Excerpt provided START

US offering $10m reward for information on Russian hackers

Cybercriminal
Man without identity programing in technology enviroment with cyber icons and symbols

The US State Department has said it will pay up to $10 million for information leading to the capture of a group of Russian cybercriminals.

In its Tuesday press release, the State Department said it’s seeking information on six individuals who were allegedly involved in a criminal conspiracy, circa 2017, designed to infect computers worldwide with destructive malware — otherwise known as NotPetya.

The reported attack brought damage to computers within hospitals and other medical facilities in the Pennsylvania-based Heritage Valley Health System — one of America’s largest pharmaceutical manufacturers — along with other private-sector entities in the region.

All told, the cyberattack produced damage of nearly $1 billion, according to the State Department.

The six individuals allegedly connected to the attack — Yuriy Sergeyevich Andrienko, Sergey Vladimirovich Detistov, Pavel Valeryevich Frolov, Anatoliy Sergeyevich Kovalev, Artem Valeryevich Ochichenko, and Petr Nikolayevich Pliskin — worked as officers in the Main Intelligence Directorate of the General Staff of the Armed Forces of the Russian Federation (GRU), Unit 74455. 

Citing the press release, in cybersecurity circles, the Russian group has the code-name monikers of “Sandworm Team, Telebots, Voodoo Bear, and Iron Viking.”

Back in October 2020, the six Russian cybercriminals were indicted by a federal jury on multiple counts, including conspiracy to conduct computer fraud and abuse, conspiracy to commit wire fraud, and aggravated identity theft.

Last week, three federal U.S. agencies and a number of worldwide partners issued a joint advisory, warning that Russia’s cyber threats against infrastructure targets could extend beyond the borders of Ukraine.

In its statement, the Cybersecurity and Infrastructure Security Agency (CISA) cited the advisory as “the most comprehensive view of the cyber threat posed by Russia to critical infrastructure released by government cyber experts since the invasion of Ukraine,” which dates back to Feb. 24.

The CISA advisory also provided alerts of perpetrators from the Russian Federal Security Service (FSB), Russian Foreign Intelligence Service (SVR), Russian General Staff Main Intelligence Directorate (GRU), and the Russian Ministry of Defense, Central Scientific Institute of Chemistry and Mechanics potentially executing “malicious cyber operations” in the coming weeks.

The reward monies for crucial information provided to the State Department, or other federal officials, will derive from the Rewards For Justice program.

Excerpt provided END
Extracted material START

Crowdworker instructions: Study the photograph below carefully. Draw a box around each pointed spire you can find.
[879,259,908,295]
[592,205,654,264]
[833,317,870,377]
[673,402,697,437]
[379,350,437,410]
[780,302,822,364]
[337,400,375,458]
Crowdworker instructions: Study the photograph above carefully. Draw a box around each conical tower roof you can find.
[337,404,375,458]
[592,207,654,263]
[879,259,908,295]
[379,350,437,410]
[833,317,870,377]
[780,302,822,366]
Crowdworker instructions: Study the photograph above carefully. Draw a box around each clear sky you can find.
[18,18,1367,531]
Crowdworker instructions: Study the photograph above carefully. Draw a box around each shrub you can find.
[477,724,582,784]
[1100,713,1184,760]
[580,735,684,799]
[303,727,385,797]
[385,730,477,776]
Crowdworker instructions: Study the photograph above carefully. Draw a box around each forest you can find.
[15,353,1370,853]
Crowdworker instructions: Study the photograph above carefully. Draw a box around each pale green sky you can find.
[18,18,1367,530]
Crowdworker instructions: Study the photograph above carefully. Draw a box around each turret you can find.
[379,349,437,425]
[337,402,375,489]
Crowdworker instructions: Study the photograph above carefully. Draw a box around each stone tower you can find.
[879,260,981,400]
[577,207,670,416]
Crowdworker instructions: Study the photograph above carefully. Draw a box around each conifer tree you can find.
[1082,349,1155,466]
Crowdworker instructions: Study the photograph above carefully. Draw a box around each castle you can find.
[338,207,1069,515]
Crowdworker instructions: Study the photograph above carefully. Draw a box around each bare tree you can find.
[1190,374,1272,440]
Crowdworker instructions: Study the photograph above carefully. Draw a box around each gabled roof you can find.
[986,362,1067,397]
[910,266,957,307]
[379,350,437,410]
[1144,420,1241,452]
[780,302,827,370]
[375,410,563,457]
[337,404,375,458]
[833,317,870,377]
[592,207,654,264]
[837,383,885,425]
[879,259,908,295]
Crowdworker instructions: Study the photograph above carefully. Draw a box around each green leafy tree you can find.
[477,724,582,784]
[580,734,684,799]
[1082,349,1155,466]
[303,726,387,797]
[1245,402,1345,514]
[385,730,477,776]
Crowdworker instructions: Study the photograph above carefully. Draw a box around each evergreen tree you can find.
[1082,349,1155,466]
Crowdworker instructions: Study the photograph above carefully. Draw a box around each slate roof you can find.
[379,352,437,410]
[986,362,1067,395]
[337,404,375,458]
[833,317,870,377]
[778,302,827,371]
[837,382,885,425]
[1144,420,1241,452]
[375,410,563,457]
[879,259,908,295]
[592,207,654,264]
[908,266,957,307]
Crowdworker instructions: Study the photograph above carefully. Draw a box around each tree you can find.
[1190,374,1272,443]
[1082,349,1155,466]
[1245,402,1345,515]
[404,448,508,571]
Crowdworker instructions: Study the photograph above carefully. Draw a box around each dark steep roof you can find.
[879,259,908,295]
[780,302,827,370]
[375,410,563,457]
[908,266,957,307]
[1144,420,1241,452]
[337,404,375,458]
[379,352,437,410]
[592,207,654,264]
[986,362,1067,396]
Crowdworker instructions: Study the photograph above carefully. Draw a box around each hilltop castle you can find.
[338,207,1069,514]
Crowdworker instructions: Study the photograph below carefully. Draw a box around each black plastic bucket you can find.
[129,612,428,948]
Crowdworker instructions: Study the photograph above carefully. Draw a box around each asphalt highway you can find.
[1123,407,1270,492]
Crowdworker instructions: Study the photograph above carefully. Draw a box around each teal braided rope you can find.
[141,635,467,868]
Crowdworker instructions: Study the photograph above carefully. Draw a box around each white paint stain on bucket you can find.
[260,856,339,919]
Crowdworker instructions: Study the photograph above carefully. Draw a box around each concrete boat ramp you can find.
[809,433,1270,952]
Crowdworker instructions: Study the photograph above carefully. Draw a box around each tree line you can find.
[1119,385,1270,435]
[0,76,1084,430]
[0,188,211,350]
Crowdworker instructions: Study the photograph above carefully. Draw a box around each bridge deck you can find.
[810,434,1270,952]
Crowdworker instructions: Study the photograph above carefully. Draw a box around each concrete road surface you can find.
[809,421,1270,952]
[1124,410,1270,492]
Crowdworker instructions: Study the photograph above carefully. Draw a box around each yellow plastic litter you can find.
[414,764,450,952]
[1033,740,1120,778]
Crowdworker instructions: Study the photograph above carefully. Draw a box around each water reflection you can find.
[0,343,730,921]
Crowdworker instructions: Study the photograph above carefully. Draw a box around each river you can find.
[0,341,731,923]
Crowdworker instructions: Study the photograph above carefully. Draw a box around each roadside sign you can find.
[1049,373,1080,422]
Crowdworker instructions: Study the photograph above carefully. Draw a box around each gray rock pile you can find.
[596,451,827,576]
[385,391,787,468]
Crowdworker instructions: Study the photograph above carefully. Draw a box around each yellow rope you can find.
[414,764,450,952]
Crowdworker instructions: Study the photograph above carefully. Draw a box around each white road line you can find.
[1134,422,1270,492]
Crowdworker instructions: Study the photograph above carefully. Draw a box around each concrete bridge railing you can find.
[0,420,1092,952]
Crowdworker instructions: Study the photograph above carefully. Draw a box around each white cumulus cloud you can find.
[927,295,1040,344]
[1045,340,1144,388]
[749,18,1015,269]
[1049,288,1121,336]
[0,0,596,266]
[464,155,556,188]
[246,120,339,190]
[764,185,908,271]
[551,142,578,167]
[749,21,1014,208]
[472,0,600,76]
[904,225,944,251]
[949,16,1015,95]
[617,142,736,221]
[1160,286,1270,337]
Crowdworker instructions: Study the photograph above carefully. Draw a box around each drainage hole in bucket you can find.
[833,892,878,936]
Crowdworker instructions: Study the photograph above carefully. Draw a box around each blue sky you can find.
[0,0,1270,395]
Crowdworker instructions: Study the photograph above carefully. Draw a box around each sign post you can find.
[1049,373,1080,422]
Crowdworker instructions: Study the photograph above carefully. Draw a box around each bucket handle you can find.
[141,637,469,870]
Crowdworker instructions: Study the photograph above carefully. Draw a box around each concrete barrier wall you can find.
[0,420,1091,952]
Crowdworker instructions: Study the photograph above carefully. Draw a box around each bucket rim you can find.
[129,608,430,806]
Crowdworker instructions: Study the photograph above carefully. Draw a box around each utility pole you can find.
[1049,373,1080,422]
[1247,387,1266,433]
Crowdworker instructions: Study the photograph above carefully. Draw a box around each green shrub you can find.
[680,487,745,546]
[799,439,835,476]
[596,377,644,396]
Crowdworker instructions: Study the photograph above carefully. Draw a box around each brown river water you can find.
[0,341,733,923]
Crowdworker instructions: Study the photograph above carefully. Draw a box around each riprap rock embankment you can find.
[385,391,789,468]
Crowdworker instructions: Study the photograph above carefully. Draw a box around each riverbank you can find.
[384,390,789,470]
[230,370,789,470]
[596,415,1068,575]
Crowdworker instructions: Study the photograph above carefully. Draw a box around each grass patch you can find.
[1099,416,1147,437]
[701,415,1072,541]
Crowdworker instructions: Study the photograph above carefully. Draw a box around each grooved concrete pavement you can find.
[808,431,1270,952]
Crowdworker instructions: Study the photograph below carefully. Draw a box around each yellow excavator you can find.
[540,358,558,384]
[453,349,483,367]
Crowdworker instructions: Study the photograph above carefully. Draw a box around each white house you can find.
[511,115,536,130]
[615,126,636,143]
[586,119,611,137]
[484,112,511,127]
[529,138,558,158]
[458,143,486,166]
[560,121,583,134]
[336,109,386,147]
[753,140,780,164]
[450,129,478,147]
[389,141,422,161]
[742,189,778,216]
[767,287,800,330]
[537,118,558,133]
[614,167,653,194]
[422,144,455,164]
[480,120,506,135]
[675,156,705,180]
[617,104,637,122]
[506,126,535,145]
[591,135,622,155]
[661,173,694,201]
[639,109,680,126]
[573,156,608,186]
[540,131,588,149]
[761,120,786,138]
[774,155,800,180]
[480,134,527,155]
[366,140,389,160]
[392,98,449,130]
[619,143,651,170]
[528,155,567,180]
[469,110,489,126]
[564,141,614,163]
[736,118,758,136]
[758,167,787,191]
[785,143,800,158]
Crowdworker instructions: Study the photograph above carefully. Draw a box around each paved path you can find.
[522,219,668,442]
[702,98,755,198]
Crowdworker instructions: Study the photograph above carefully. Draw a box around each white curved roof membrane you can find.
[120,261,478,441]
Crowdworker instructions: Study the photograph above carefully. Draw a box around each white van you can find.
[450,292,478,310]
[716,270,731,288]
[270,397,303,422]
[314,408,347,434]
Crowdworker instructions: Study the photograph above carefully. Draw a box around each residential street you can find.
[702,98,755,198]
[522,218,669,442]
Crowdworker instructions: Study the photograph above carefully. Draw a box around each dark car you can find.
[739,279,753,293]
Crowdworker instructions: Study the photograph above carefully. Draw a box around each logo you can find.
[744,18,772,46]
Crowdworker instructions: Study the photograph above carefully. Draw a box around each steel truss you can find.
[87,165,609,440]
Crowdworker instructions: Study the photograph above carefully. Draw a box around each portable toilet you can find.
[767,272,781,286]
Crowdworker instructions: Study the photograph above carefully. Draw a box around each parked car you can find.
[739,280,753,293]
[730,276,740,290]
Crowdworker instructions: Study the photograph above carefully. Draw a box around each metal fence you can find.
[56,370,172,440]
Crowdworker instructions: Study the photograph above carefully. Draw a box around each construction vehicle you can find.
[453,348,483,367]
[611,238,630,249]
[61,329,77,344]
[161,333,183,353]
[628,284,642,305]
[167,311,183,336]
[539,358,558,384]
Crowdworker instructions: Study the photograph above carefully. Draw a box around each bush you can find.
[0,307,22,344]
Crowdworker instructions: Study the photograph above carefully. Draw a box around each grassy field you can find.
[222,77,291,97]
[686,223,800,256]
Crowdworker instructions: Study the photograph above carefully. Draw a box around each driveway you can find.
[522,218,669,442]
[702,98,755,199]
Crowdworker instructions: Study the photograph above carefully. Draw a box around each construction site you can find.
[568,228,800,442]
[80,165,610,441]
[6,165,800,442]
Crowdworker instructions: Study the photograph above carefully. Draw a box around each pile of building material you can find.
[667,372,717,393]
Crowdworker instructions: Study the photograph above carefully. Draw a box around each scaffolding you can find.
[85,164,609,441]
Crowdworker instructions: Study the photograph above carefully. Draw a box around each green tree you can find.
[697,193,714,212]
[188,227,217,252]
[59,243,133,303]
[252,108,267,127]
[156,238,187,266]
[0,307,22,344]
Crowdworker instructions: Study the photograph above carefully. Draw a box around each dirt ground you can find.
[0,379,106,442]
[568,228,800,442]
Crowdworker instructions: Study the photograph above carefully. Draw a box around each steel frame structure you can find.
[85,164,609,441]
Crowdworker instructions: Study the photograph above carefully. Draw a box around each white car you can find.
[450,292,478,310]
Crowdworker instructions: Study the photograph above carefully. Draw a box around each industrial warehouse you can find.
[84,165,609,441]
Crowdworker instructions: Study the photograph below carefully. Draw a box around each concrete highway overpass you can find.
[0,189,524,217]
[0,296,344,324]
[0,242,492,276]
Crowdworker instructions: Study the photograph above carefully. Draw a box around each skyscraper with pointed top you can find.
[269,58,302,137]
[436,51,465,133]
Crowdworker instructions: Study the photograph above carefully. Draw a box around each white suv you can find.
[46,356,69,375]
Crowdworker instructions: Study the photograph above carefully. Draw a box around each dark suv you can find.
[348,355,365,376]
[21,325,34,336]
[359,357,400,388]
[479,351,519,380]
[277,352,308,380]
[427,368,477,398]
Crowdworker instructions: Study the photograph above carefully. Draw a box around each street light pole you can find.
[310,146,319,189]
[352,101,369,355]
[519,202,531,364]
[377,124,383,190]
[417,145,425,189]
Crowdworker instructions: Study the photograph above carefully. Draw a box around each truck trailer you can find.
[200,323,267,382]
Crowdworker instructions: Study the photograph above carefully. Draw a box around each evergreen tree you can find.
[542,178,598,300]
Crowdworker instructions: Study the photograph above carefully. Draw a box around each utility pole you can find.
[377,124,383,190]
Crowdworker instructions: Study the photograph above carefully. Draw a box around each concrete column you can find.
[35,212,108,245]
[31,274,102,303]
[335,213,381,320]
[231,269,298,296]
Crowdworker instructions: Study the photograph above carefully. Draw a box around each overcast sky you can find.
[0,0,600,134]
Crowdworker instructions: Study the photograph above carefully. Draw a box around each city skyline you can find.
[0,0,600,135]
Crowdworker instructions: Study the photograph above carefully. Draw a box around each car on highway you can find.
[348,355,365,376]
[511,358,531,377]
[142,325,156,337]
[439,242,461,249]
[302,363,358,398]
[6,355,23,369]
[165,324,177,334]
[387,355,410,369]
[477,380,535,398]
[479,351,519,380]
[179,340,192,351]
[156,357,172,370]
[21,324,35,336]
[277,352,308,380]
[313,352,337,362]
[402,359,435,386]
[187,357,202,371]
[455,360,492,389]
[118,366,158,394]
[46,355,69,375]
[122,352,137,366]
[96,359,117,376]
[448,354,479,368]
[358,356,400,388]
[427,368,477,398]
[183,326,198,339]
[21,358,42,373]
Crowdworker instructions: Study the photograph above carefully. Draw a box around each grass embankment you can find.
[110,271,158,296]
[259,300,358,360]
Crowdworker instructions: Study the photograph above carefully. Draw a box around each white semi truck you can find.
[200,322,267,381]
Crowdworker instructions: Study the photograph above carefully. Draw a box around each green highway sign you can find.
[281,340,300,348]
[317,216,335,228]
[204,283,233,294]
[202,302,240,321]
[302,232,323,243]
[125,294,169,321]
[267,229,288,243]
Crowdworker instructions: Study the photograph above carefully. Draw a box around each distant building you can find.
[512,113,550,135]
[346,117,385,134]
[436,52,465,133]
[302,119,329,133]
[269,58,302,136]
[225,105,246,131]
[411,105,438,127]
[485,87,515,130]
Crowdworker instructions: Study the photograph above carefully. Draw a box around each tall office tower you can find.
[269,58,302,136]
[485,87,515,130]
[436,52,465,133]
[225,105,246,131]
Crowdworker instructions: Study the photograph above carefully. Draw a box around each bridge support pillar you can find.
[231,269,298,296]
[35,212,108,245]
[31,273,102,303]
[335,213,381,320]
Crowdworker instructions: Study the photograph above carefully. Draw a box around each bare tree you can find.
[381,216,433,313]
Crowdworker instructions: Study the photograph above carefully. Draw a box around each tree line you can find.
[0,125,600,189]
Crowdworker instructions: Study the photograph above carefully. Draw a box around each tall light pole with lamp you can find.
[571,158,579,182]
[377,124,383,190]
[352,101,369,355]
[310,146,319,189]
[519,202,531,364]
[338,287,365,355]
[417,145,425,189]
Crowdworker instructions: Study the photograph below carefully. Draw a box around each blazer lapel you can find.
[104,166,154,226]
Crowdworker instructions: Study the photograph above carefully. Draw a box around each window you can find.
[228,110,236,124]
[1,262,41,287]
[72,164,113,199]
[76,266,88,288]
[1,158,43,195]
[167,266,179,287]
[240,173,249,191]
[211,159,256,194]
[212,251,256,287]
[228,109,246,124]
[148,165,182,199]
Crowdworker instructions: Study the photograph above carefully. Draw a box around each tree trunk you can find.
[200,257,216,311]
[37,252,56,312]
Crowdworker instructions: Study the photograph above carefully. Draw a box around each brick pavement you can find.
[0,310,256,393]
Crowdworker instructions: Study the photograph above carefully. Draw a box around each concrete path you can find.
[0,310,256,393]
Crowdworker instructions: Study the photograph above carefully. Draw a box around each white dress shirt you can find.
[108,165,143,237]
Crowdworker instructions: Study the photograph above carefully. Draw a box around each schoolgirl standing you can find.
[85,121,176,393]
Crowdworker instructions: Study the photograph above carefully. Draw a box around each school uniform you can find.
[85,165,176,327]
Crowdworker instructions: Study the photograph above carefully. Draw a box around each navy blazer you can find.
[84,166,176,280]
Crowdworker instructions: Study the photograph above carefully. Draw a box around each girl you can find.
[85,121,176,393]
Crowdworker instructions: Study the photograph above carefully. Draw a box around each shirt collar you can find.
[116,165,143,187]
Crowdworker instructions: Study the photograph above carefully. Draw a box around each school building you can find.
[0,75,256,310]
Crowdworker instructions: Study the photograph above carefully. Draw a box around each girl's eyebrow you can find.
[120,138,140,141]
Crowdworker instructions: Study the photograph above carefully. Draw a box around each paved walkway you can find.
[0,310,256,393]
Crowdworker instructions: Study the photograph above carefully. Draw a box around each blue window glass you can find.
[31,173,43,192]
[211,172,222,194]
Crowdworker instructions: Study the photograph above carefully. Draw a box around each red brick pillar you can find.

Extracted material END

Exercise description: Using the article about the US reward for information on Russian hackers, say whether each statement agrees with it, answering yes or no and quoting the words that decide it: (a) The six individuals were indicted by a federal jury in October 2019. (b) The reward money will come from the Rewards For Justice program. (c) The State Department put the damage from the cyberattack at more than $2 billion. The records are not needed here.

Answer box:
(a) No: "Back in October 2020, the six Russian cybercriminals were indicted by a federal jury on multiple counts"
(b) Yes: "will derive from the Rewards For Justice program"
(c) No: "the cyberattack produced damage of nearly $1 billion, according to the State Department"